--- EXERCISE MATERIALS Enclosed Below ---

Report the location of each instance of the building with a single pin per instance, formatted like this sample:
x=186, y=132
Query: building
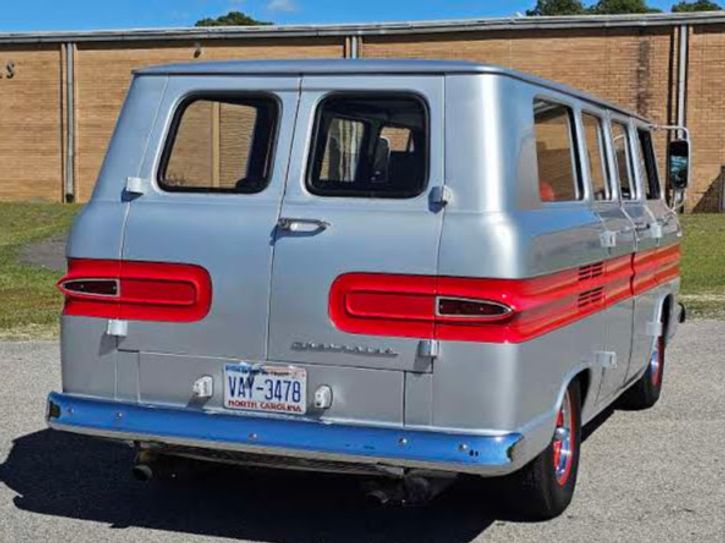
x=60, y=92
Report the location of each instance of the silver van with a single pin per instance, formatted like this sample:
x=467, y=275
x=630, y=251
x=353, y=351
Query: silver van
x=403, y=269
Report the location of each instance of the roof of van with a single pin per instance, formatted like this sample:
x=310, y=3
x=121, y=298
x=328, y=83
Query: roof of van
x=366, y=66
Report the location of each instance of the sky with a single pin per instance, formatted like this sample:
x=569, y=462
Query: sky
x=29, y=15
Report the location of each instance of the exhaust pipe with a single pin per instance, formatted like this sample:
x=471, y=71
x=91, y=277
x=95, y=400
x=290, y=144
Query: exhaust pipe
x=143, y=472
x=412, y=490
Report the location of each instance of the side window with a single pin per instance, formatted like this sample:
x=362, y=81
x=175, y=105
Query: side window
x=220, y=145
x=598, y=169
x=648, y=165
x=556, y=154
x=623, y=158
x=372, y=146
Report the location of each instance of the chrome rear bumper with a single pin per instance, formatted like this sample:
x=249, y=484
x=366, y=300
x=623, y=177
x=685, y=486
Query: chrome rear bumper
x=465, y=453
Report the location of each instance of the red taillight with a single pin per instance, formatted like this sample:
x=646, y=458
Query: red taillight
x=136, y=290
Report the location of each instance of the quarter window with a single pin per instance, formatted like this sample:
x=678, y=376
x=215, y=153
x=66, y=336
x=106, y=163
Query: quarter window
x=623, y=158
x=370, y=146
x=648, y=165
x=221, y=145
x=556, y=154
x=598, y=170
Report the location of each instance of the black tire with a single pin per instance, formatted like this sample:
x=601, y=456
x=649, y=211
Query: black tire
x=645, y=392
x=538, y=491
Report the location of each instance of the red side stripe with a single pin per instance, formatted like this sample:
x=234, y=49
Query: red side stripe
x=405, y=305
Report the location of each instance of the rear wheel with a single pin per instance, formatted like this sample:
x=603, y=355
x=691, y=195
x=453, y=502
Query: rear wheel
x=544, y=488
x=646, y=391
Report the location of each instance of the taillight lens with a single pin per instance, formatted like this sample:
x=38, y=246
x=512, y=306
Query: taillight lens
x=477, y=309
x=155, y=291
x=91, y=287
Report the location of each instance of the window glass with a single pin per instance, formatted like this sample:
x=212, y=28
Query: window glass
x=558, y=168
x=370, y=146
x=221, y=146
x=598, y=171
x=623, y=158
x=648, y=165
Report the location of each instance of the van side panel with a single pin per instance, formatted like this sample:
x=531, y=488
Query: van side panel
x=495, y=228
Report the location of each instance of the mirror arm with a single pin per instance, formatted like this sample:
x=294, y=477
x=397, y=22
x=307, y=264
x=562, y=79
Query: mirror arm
x=672, y=128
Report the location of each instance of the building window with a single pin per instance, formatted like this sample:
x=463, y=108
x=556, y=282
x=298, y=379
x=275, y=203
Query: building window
x=221, y=145
x=623, y=159
x=648, y=165
x=372, y=146
x=596, y=154
x=558, y=168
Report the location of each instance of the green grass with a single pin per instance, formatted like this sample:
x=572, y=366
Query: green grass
x=703, y=265
x=30, y=304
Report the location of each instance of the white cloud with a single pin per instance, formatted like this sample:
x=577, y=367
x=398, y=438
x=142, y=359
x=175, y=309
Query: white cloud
x=282, y=5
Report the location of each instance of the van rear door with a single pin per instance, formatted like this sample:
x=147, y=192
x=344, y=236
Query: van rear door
x=359, y=219
x=208, y=198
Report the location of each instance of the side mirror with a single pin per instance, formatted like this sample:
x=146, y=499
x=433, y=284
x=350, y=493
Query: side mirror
x=678, y=164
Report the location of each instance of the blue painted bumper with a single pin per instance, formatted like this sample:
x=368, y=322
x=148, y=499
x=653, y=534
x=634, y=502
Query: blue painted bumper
x=456, y=452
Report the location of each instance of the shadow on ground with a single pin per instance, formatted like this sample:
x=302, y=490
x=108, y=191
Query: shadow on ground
x=61, y=474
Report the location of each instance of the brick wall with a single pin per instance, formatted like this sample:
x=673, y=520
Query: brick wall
x=706, y=114
x=635, y=67
x=30, y=123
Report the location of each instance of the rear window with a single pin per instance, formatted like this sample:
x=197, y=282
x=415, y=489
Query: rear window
x=559, y=179
x=372, y=146
x=220, y=145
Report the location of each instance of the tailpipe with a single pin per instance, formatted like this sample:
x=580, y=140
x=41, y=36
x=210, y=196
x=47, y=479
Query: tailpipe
x=412, y=490
x=143, y=472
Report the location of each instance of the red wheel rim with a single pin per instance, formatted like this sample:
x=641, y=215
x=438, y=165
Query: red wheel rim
x=563, y=443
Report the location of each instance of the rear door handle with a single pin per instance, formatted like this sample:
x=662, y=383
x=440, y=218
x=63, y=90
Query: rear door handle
x=642, y=226
x=302, y=225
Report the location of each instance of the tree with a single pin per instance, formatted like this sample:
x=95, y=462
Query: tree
x=699, y=5
x=233, y=18
x=557, y=7
x=614, y=7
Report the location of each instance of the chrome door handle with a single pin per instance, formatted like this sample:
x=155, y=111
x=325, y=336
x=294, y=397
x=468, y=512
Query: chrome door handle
x=642, y=226
x=301, y=225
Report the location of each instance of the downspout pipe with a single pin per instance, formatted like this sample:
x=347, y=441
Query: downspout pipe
x=69, y=180
x=682, y=76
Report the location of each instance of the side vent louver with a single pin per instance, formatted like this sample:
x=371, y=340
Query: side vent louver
x=591, y=271
x=590, y=297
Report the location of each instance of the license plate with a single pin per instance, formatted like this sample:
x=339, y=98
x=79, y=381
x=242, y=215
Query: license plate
x=272, y=389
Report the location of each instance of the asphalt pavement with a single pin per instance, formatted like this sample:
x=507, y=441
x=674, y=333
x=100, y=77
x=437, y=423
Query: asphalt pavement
x=657, y=475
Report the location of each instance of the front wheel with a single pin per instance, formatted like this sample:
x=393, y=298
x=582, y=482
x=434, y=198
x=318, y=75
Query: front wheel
x=543, y=489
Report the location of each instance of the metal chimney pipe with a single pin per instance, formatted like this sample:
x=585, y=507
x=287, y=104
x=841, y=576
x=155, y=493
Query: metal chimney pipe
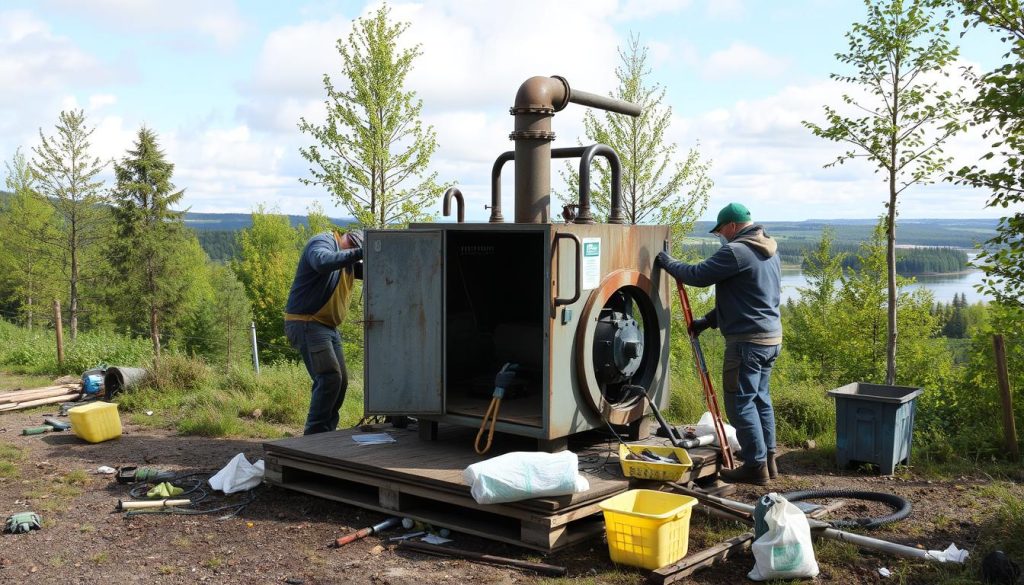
x=536, y=102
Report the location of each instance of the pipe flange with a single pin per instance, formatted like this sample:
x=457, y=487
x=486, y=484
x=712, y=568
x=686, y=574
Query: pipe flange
x=531, y=135
x=527, y=110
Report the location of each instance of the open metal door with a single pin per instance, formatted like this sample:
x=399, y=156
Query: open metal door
x=402, y=286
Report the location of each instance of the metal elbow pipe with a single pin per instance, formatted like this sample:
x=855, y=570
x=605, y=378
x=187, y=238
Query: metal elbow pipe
x=536, y=102
x=446, y=206
x=496, y=185
x=617, y=214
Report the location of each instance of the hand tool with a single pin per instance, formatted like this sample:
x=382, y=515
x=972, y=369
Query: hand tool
x=710, y=397
x=363, y=533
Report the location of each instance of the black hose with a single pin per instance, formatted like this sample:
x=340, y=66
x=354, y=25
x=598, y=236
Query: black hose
x=900, y=505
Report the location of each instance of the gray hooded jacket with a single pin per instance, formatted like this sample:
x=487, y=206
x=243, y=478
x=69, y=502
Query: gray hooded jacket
x=747, y=275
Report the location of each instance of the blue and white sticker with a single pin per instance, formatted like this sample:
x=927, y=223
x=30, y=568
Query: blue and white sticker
x=591, y=262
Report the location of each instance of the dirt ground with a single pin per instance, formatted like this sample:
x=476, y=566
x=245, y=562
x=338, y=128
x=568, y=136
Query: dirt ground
x=282, y=536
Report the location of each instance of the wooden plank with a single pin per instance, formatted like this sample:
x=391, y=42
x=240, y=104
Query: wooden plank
x=693, y=562
x=439, y=464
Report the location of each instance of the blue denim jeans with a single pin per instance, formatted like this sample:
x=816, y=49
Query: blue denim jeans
x=745, y=373
x=321, y=349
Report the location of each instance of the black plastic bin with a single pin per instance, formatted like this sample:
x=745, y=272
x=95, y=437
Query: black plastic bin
x=875, y=424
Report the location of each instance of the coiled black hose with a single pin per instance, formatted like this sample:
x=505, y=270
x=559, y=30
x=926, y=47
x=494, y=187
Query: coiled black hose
x=901, y=506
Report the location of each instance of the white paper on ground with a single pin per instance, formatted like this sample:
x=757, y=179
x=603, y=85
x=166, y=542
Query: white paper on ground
x=707, y=426
x=950, y=554
x=238, y=475
x=373, y=439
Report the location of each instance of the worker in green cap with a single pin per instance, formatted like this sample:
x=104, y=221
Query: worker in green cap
x=747, y=273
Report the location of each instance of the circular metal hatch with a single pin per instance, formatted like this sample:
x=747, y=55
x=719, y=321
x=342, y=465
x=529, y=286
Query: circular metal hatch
x=619, y=342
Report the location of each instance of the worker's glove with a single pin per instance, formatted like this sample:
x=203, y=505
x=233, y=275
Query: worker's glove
x=23, y=523
x=698, y=326
x=663, y=259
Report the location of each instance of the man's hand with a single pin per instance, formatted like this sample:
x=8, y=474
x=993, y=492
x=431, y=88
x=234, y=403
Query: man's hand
x=698, y=326
x=663, y=259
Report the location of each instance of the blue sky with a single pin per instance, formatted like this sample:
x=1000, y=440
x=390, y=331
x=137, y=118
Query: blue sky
x=224, y=83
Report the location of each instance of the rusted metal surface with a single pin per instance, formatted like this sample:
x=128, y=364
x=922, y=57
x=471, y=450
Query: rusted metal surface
x=536, y=102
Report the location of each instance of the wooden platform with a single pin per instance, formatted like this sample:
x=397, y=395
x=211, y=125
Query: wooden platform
x=423, y=479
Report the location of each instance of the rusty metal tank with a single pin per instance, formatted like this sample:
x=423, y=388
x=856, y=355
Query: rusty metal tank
x=577, y=306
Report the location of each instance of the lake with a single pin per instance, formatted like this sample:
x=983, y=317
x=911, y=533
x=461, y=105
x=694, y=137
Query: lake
x=943, y=287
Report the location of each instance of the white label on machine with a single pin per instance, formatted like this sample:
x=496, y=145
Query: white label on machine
x=591, y=262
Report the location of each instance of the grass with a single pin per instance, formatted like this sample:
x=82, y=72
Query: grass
x=194, y=398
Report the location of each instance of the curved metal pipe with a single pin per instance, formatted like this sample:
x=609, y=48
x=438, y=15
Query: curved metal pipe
x=496, y=185
x=446, y=206
x=536, y=102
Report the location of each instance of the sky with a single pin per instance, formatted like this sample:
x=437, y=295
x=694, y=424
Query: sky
x=223, y=84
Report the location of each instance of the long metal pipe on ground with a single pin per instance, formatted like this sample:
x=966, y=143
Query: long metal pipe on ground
x=817, y=527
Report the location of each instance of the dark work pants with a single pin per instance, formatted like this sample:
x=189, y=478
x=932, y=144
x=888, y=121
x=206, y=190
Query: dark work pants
x=745, y=373
x=321, y=349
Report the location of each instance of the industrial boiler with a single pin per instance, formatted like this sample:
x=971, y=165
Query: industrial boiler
x=571, y=312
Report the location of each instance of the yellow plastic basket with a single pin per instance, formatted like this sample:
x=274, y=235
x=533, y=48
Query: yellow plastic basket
x=647, y=529
x=655, y=471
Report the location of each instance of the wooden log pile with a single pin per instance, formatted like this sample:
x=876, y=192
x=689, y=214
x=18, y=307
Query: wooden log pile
x=17, y=400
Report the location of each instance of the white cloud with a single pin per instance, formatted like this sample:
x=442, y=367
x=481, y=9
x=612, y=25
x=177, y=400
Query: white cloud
x=638, y=9
x=219, y=21
x=764, y=157
x=740, y=59
x=725, y=9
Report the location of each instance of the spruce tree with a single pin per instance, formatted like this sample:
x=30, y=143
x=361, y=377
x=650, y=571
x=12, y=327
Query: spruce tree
x=150, y=233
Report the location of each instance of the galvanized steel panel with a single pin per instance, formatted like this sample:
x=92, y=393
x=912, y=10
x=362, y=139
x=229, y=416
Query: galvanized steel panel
x=402, y=283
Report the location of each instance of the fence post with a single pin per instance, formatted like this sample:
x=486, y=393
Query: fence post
x=1009, y=425
x=59, y=328
x=252, y=335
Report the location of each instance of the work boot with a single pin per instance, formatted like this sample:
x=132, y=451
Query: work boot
x=772, y=468
x=756, y=474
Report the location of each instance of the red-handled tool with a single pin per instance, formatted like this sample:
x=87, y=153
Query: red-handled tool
x=363, y=533
x=710, y=397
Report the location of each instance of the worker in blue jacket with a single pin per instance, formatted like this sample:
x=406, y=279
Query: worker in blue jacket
x=747, y=273
x=316, y=305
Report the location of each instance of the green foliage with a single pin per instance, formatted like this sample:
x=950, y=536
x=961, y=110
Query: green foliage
x=898, y=56
x=150, y=235
x=68, y=177
x=998, y=110
x=268, y=253
x=656, y=185
x=373, y=151
x=220, y=245
x=27, y=266
x=35, y=351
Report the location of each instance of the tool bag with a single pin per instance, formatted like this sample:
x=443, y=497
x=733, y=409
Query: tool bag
x=784, y=551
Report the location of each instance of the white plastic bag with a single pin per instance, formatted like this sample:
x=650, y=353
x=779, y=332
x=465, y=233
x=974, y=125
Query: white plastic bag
x=785, y=550
x=521, y=475
x=707, y=426
x=238, y=475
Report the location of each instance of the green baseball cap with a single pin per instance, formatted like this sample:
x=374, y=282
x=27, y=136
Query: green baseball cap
x=732, y=212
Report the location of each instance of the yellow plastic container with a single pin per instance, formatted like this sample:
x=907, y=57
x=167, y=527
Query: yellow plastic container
x=95, y=422
x=655, y=471
x=647, y=529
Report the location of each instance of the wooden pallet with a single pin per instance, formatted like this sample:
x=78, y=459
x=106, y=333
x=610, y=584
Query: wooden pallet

--- End of Enclosed EXERCISE MATERIALS ---

▸ EXERCISE DETAILS:
Could you write out, exactly as they stand, only the lines above that begin at the line with "Report the location of each instance of the side vent" and stop after the line with "x=242, y=215"?

▸ ANSWER SECTION:
Report the location of each instance of the side vent louver with a single pin per instance, formatted like this sample:
x=371, y=340
Query: side vent louver
x=591, y=271
x=590, y=297
Report the location of each instance of the license plate with a single pin per instance, formatted like this sample:
x=339, y=98
x=79, y=381
x=242, y=215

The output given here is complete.